Table 7 shows the results of the GLS model for lower-middle-income countries, including control variables, and for a better fit of the model we apply fixed effects by country and by year to the group that includes all the variables and the one that does not include poverty. The results show that inequality and the homicide rate are negatively related and statistically significant at 0.1%. When including the urban population, the relationship remains the same, but its significance varies by 1%, since most people live in minimal conditions in these countries. Therefore, they do not have the feeling of disadvantage, so there are other factors causing homicides. These results are related to the study by Dias [66], where inequality has the opposite relationship with homicides and poverty has no significant relationship, a point in which it differs with the results of this study. However, when the schooling rate is included, the relationship becomes positive, since, in these countries, access to education is limited and since they do not all have the resources to get education, those who benefit the most are upper-class families. According to Botello [16], an increase of one percentage point in the Gini predicts 4% on the homicide rate and 7% on the poverty rate.
In these countries, the schooling rate contributes to reducing the homicide rate, since people with higher academic training have a greater chance of obtaining a well-paid job. In addition, they acquire other methods of solving problems, thereby reducing homicides. This relationship is maintained even when poverty is included. This result is the opposite of that of a study for 51 nations that claims that cognitive achievement does not predict the homicide rate, nor do income inequality, GDP or poverty. The factors that predict homicides are: abandonment of children by their parents and teenage pregnancy [31].

# # # # # # #

## Task 1
Condense the paragraph of the excerpt on homicide rates that begins "In these countries, the schooling rate" into a bulleted list of its main facts.
## Task 2
In one to three sentences, explain why, according to the excerpt on homicide rates, the relationship between inequality and the homicide rate becomes positive when the schooling rate is included.

## Data extract

# # # # # # #

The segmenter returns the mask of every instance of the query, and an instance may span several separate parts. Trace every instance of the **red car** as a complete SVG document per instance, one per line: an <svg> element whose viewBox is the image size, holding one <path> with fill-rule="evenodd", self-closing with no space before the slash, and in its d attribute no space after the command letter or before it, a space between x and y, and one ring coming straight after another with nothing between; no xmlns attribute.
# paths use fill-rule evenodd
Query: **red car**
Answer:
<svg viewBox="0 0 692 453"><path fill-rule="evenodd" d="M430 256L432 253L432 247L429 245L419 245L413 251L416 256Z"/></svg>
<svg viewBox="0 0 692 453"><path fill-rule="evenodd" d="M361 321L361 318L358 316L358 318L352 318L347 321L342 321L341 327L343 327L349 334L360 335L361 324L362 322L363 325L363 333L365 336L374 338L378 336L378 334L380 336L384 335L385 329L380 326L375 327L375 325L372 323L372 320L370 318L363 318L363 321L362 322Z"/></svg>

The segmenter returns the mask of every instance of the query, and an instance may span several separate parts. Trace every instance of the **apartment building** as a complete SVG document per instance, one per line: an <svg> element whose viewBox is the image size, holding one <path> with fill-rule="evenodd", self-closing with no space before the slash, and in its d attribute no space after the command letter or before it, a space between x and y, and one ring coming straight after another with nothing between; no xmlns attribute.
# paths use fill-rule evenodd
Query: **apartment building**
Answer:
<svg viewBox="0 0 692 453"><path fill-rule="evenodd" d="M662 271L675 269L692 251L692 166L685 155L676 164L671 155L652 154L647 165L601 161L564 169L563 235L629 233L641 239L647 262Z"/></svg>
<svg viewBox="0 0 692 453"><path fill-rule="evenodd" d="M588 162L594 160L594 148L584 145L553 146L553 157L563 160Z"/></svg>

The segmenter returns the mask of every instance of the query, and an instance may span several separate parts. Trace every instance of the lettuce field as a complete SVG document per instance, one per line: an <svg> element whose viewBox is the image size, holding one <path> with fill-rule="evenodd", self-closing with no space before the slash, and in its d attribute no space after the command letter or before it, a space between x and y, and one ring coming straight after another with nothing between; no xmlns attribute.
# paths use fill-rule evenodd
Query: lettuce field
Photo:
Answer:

# # # # # # #

## Answer space 1
- The schooling rate helps reduce the homicide rate.
- People with higher academic training have a greater chance of obtaining a well-paid job.
- These people also acquire other methods of solving problems, which reduces homicides.
- The relationship holds even when poverty is included.
- This result is the opposite of a study of 51 nations. That study found that the homicide rate is not predicted by cognitive achievement, income inequality, GDP or poverty.
- According to that study, homicides are predicted by parents' abandonment of children and by teenage pregnancy [31].

## Answer space 2
In lower-middle-income countries, access to education is limited, and not everyone has the resources to obtain it. As a result, upper-class families benefit the most from education.